━━━ DOCUMENT EXTRACT

On Losing a Friend (Who Happened to Be Trans)

Today is Transgender Day of Remembrance. I remember here my good friend Kiira.

Today is Transgender Day of Remembrance. In honor of the day, I am reproducing here a memorial I wrote on November 4 of this year.

My friend and colleague Kiira Triea died two days ago. Several people have asked me to provide an obituary that they can share, so I am trying. I find I have begun by turning on far more lights than the morning daylight really requires.

Kiira probably would have approved of me summing up her extraordinary life this way: Science repeatedly nearly killed Kiira, and art constantly sustained her. Kiira had two public lives, which only occasionally overlapped. In one, she was an advocate for children and adults who were intersex and transgender. In the other, she was an extraordinarily talented musician, songwriter, and poet.

This double public life grew out of her own childhood experiences. Kiira’s mother was given a form of progestin when pregnant with Kiira, in the 1950s, in an effort to prevent miscarriage. Kiira was a genetic female, and the progestin caused her genitals to virilize during fetal development. When she was born, the adults presumed her to be a boy. From the start, this child was a very femme boy. Looking back, Kiira would often say to me, “Everyone knew I was a gay boy,” meaning she was one of those boys who was irrepressibly feminine--the kind of boy everyone assumes will grow up to be gay. She sometimes laughed to me about how boy crazy she’d always been.

Kiira’s father was in the military, and as a consequence her childhood was constantly disrupted by the family moving. When she reflected on this with me, she did so with her typical nuance. She knew that it kept her from being able to form friendships, and at the same time, it seemed she felt the moves matched the sort of placelessness she often felt by virtue of being what her biology made her.

━━━━━━

TASK TO CARRY OUT »
Write the next part of the memorial for Kiira Triea, picking up after its final sentence. The listing that comes next is separate material and has nothing to do with the memorial for Kiira Triea.

━━━ SUPPLIED INFORMATION

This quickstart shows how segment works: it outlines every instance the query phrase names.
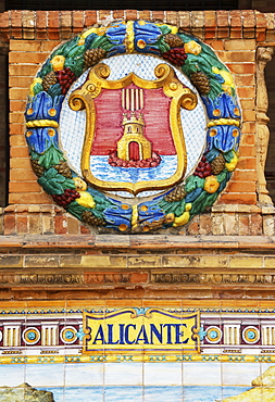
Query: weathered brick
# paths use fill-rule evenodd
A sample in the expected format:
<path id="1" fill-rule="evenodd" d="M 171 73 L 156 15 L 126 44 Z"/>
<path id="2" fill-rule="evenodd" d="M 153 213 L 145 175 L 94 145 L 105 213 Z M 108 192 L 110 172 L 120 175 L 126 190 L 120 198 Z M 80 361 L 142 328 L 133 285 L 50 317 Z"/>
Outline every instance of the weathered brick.
<path id="1" fill-rule="evenodd" d="M 86 10 L 85 12 L 85 26 L 90 27 L 97 22 L 97 11 L 96 10 Z"/>
<path id="2" fill-rule="evenodd" d="M 137 10 L 126 10 L 126 20 L 137 20 Z"/>
<path id="3" fill-rule="evenodd" d="M 54 218 L 54 231 L 57 235 L 67 234 L 67 221 L 63 215 L 57 215 Z"/>
<path id="4" fill-rule="evenodd" d="M 13 235 L 15 233 L 15 215 L 4 215 L 4 235 Z"/>
<path id="5" fill-rule="evenodd" d="M 152 268 L 161 267 L 162 261 L 160 255 L 128 256 L 128 268 Z"/>
<path id="6" fill-rule="evenodd" d="M 242 39 L 242 40 L 225 40 L 225 50 L 254 50 L 254 39 Z"/>
<path id="7" fill-rule="evenodd" d="M 80 265 L 85 268 L 126 268 L 127 257 L 117 255 L 82 255 Z"/>
<path id="8" fill-rule="evenodd" d="M 262 256 L 230 256 L 230 268 L 263 268 Z"/>
<path id="9" fill-rule="evenodd" d="M 24 255 L 24 266 L 26 268 L 58 268 L 60 266 L 59 255 Z"/>
<path id="10" fill-rule="evenodd" d="M 243 172 L 245 173 L 245 172 Z M 247 172 L 246 172 L 247 173 Z M 237 192 L 225 192 L 222 194 L 222 197 L 218 200 L 218 203 L 224 204 L 257 204 L 257 194 L 255 193 L 237 193 Z"/>

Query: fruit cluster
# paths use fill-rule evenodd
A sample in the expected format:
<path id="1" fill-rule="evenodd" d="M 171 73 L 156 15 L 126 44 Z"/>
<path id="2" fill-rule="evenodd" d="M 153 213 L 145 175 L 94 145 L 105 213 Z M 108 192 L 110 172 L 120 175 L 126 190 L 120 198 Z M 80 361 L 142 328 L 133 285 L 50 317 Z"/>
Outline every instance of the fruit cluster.
<path id="1" fill-rule="evenodd" d="M 71 85 L 76 79 L 75 74 L 72 72 L 71 68 L 65 67 L 64 70 L 60 70 L 55 72 L 59 85 L 61 86 L 62 95 L 65 95 L 71 87 Z"/>
<path id="2" fill-rule="evenodd" d="M 142 159 L 141 161 L 124 161 L 117 158 L 116 151 L 109 155 L 109 164 L 114 167 L 157 167 L 161 163 L 161 156 L 153 152 L 152 158 Z"/>
<path id="3" fill-rule="evenodd" d="M 51 197 L 53 198 L 53 201 L 57 202 L 57 204 L 66 208 L 76 198 L 80 198 L 80 194 L 79 192 L 72 190 L 71 188 L 66 188 L 63 194 L 52 194 Z"/>
<path id="4" fill-rule="evenodd" d="M 183 65 L 187 59 L 184 48 L 170 49 L 167 52 L 162 53 L 162 56 L 175 65 Z"/>
<path id="5" fill-rule="evenodd" d="M 200 163 L 196 167 L 196 171 L 193 172 L 195 176 L 199 176 L 200 178 L 204 178 L 212 175 L 212 169 L 210 163 L 208 163 L 208 160 L 205 156 L 202 156 Z"/>

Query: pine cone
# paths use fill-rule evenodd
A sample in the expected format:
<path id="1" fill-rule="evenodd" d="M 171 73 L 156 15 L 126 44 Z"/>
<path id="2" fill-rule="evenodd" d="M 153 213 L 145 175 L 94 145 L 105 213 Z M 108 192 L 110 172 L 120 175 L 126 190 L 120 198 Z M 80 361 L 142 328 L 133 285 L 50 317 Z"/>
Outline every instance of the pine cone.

━━━━━━

RESPONSE TO THIS TASK »
When Kiira was fourteen, she landed in the gender clinic of the psychologist John Money at Johns Hopkins University, the place we came to call “the Death Star.” As Kiira wrote for the public just a few weeks before her diagnosis of stage-4 cancer:

“Money himself wrote in a study with Anke Ehrhardt that, although progestin-exposed females might show some tomboyish traits, they seemed to outgrow these and showed no increased inclination toward attraction to females and no increased desire to be boys. So according to Money and Earhardt, progestin-virilized females like me were what they thought of as pretty typical females. Yet still, when I ended up in his clinic, Money tried to surgically and hormonally assign me as a male and, to my knowledge, he did the same to two other female adolescents with histories parallel to mine. His methodology was unethical not only because this course of treatment was obviously harmful to me, but also because I know now that he told me several deliberate lies.”

At the time Money got his hands on Kiira, Money was deep into public insistence that gender was mostly about nurture. Kiira represented one of those problematic cases that suggested otherwise. Rather than change his science for the data Kiira’s gender identity represented, he tried to change Kiira to save his “science.” Eventually he gave up and “let” her present to the world as a girl.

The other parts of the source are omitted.